Copy the data exactly.
· · ·
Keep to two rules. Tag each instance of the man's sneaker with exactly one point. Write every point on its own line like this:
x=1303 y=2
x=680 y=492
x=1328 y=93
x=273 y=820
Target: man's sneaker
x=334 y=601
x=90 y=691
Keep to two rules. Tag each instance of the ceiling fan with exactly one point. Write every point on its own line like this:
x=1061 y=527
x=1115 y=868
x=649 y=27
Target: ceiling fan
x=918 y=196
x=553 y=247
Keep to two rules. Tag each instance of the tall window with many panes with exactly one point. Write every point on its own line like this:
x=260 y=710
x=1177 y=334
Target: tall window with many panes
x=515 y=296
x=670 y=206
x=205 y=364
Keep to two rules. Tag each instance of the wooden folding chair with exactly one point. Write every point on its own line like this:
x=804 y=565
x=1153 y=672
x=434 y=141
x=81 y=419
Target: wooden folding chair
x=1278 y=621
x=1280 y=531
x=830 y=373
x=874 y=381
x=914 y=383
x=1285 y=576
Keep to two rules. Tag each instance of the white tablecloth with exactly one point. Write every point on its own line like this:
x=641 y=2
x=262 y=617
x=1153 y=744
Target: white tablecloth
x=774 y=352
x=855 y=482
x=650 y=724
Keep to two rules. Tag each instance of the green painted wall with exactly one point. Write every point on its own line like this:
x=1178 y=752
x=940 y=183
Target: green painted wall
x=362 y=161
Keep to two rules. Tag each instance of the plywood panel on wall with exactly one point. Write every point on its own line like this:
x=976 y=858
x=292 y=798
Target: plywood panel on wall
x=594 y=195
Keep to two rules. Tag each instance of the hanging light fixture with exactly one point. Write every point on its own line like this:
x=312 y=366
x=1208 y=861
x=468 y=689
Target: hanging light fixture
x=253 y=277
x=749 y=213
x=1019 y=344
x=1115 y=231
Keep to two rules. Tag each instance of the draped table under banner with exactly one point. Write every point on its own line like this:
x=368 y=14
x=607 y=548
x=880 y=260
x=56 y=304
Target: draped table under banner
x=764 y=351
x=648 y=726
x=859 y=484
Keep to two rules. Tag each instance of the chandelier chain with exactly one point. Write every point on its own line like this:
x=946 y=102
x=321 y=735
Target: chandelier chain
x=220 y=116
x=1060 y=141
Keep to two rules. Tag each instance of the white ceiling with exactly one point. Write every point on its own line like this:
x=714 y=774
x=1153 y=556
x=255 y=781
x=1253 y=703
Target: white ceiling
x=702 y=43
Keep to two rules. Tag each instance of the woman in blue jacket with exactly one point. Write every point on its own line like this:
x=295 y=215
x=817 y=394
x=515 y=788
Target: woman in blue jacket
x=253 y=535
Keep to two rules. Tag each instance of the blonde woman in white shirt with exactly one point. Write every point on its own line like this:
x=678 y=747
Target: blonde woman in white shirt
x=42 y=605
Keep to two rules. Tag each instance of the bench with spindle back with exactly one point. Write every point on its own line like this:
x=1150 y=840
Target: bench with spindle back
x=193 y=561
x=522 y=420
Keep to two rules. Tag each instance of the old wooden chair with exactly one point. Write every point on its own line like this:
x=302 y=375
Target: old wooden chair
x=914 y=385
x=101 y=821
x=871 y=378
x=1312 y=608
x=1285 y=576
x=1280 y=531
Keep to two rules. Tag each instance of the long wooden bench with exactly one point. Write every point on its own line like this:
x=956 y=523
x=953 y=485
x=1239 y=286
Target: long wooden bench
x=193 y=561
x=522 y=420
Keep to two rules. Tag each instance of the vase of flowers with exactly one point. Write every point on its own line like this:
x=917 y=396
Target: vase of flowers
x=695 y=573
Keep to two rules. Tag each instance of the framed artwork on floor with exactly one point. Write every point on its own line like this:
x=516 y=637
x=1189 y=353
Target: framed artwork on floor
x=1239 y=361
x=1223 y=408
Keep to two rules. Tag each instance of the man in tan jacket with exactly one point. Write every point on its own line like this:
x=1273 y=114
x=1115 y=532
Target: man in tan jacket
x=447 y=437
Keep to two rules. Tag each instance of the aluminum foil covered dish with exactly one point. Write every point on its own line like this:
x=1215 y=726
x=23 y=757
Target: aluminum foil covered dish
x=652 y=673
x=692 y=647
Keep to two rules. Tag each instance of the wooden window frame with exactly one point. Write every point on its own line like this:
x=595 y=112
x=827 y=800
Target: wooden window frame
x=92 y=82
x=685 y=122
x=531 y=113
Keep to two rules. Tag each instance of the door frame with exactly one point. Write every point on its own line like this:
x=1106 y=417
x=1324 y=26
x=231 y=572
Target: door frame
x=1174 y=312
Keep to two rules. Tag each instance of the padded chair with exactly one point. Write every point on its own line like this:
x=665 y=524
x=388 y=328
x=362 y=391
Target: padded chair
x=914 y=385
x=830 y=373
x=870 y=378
· · ·
» **Solution**:
Keep to two rules. Tag each instance of the man's sneaker with exactly one point. Write every point on its own line like this:
x=1303 y=2
x=680 y=492
x=1328 y=93
x=273 y=820
Target: man's sneaker
x=334 y=601
x=90 y=691
Keep to two rules. Tag each instance of the ceiling fan with exactly one point. Write every point on its own line like this:
x=1061 y=527
x=1115 y=868
x=649 y=27
Target: ceiling fan
x=918 y=196
x=553 y=247
Keep to two rules. Tag each instance of the tall window with many panes with exactly one point. Write every point on its own line like this:
x=260 y=710
x=1177 y=334
Target: tall window with many panes
x=515 y=296
x=670 y=206
x=205 y=364
Keep to two rules. Tag each instance of the wooden folding chair with exactly one point. Write every point on its own line like this:
x=804 y=565
x=1153 y=672
x=434 y=141
x=81 y=419
Target: wooden folding chair
x=1278 y=621
x=1280 y=531
x=830 y=373
x=874 y=381
x=914 y=383
x=1285 y=576
Keep to two rules. Tag each instance of the white tablecloth with exactly one point. Write every point on its own line like this:
x=641 y=2
x=262 y=617
x=1153 y=744
Target: white tablecloth
x=774 y=352
x=855 y=482
x=650 y=724
Keep to two rules. Tag each instance of the green painted wall with exactly one point. Write every point on its own line like this:
x=1178 y=752
x=940 y=183
Target: green painted wall
x=362 y=161
Keep to two rules. Tag each instance of the plywood panel on wall with exactly one point. Write every point on its own line like this:
x=976 y=858
x=292 y=798
Target: plywood panel on wall
x=594 y=195
Keep to two rules. Tag each instance of the hanging light fixture with exactly one point. Write every point on its own line like this:
x=312 y=366
x=1208 y=861
x=468 y=689
Target: hanging light fixture
x=253 y=277
x=749 y=213
x=1019 y=344
x=1115 y=231
Keep to two rules. Tag each instance of the draped table under banner with exactly one point. Write every point on its own line like this:
x=368 y=14
x=607 y=548
x=880 y=260
x=56 y=304
Target: draped table under banner
x=764 y=351
x=648 y=726
x=859 y=484
Keep to two rules. Tag each instance of the chandelier chain with exactly one point. Write every point on its own line like this:
x=946 y=102
x=321 y=735
Target: chandelier chain
x=220 y=116
x=1060 y=141
Keep to two rules. Tag each instance of the white ceiling with exactly one point. Write every point on its own line like this:
x=714 y=774
x=1153 y=556
x=255 y=781
x=1253 y=703
Target: white ceiling
x=702 y=43
Keep to two rules. Tag each instance of the woman in blue jacket with exactly one point. Write every point on its own line like this:
x=295 y=215
x=817 y=394
x=515 y=788
Target: woman in blue jacket
x=253 y=535
Keep to two rules. Tag each instance of the blonde woman in white shirt with exactly one point. Write every point on its own line like this:
x=678 y=747
Target: blonde woman in white shirt
x=42 y=605
Keep to two rules. Tag each instance of the bench with spindle back with exactly one point. Write every point on its own line like this:
x=1150 y=840
Target: bench with spindle back
x=193 y=561
x=522 y=420
Keep to two rules. Tag each instance of the old wooden chair with exactly one point. Write every point on its own line like this:
x=302 y=375
Target: old wooden chair
x=914 y=385
x=101 y=821
x=871 y=378
x=1312 y=608
x=1285 y=576
x=1280 y=531
Keep to two rules. Tag each instance of the long wooden bench with exactly one point. Write every point on its own line like this:
x=956 y=523
x=953 y=485
x=1239 y=286
Target: long wooden bench
x=193 y=561
x=522 y=420
Keep to two rules. Tag each instance of the vase of flowers with exactly one point. Write every point on its own line like this:
x=917 y=396
Target: vase of flowers
x=695 y=573
Keep to two rules. Tag each instance of the framed artwork on floor with exactly one point. Write every point on its own line like this:
x=516 y=637
x=1189 y=353
Target: framed artwork on floor
x=1239 y=361
x=1223 y=408
Keep to two rules. Tag each instance of the man in tan jacket with exactly one point. Write every point on its own line like this:
x=1273 y=114
x=1115 y=532
Target: man in tan jacket
x=447 y=437
Keep to two rules. Tag each instance of the aluminum foil covered dish with exactly one point. Write every point on its own line like this:
x=1215 y=726
x=23 y=757
Target: aluminum foil covered dish
x=652 y=673
x=692 y=647
Keep to two rules. Tag each instance of the wooden window frame with exactly one point. Write every point on its own line like this:
x=595 y=112
x=827 y=800
Target: wooden window frame
x=92 y=82
x=685 y=122
x=531 y=113
Keep to two rules. Tag each instance of the door frame with exactly one point. Write every point on its own line like this:
x=1106 y=417
x=1324 y=26
x=231 y=572
Target: door frame
x=1174 y=312
Keep to two rules. Tag each instance of the padded chair with exactly one point. Write every point on its own line like this:
x=665 y=524
x=388 y=328
x=362 y=391
Target: padded chair
x=914 y=385
x=830 y=373
x=870 y=378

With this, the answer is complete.